[GIVEN PASSAGE]

Review – Simulation and Its Discontents

Use of computer simulation in science, engineering and for design gained rapid pace in the 1980s, with the advancement of computing technology. While there is no dearth of material on the use of simulations in different fields, the impact of growing computing power on simulations and the limitations of simulations, there is little about the perceptions of simulation by its practitioners and those who shaped this particular method and technology. Sherry Turkle’s Simulation and Its Discontents is a collection of five essays on the very same topic. In her words, Turkle attempts to:

 

….give voice to how scientists, engineers, and designers have responded to simulation and visualization technologies as these became central to their work over the past twenty-five five years.

 

In the first essay, Turkle draws on two ethnographic studies she was the principal investigator for: a study of the reactions by the faculty and students to the Project Athena (an MIT project which began in 1983, and aimed at introducing the use of computing in education at MIT), and a National Science Foundation funded project in 2004 studying the use of simulation and visualization in contemporary science, engineering and design. The following four essays are case studies on the perception of simulation by its practitioners in outer space research, deep sea research, architecture, and in life-sciences pedagogy.

[THE TASKS]
A: Write out the review from "Use of computer" through "twenty-five five years.".
B: According to the review, the last four essays are case studies on simulation in which fields?
C: Carry on the review of Simulation and Its Discontents from its last sentence.
The records that follow have no connection to the review.

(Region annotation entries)
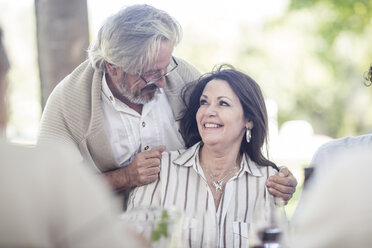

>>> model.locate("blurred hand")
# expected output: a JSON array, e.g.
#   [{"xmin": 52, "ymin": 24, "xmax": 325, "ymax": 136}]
[
  {"xmin": 125, "ymin": 146, "xmax": 165, "ymax": 186},
  {"xmin": 266, "ymin": 167, "xmax": 297, "ymax": 204}
]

[RESULTS IN ORDER]
A:
Use of computer simulation in science, engineering and for design gained rapid pace in the 1980s, with the advancement of computing technology. While there is no dearth of material on the use of simulations in different fields, the impact of growing computing power on simulations and the limitations of simulations, there is little about the perceptions of simulation by its practitioners and those who shaped this particular method and technology. Sherry Turkle’s Simulation and Its Discontents is a collection of five essays on the very same topic. In her words, Turkle attempts to:

 

….give voice to how scientists, engineers, and designers have responded to simulation and visualization technologies as these became central to their work over the past twenty-five five years.

B:
outer space research
deep sea research
architecture
life-sciences pedagogy

C:
 

There is particular importance in the choice of the term “discontents”. Before reading it, it seemed to me  that the authors meant “limitations” when they said “discontents”; but the book isn’t really addressing the limitations of simulations – be it technical or otherwise. Turkle and her co-authors address how the practitioners of simulation in sciences, engineering,  design, and architecture have viewed simulation methods since their rapid diffusion into these fields since the 1980s, what their reactions to them were, and eventually how well practitioners adopted (or did not) to his new technology. The term “discontents” is probably the most apt.

 

Turkle presents fascinating debates around the use of simulation: how some practitioners found that it made them more creative while a few others thought it made their work more mechanical and wanted to preserve tradition in their field; how certain practitioners viewed simulation as just another tool to complete the job, and how certain others chose to incorporate it into their work and create a new ethos in design and science.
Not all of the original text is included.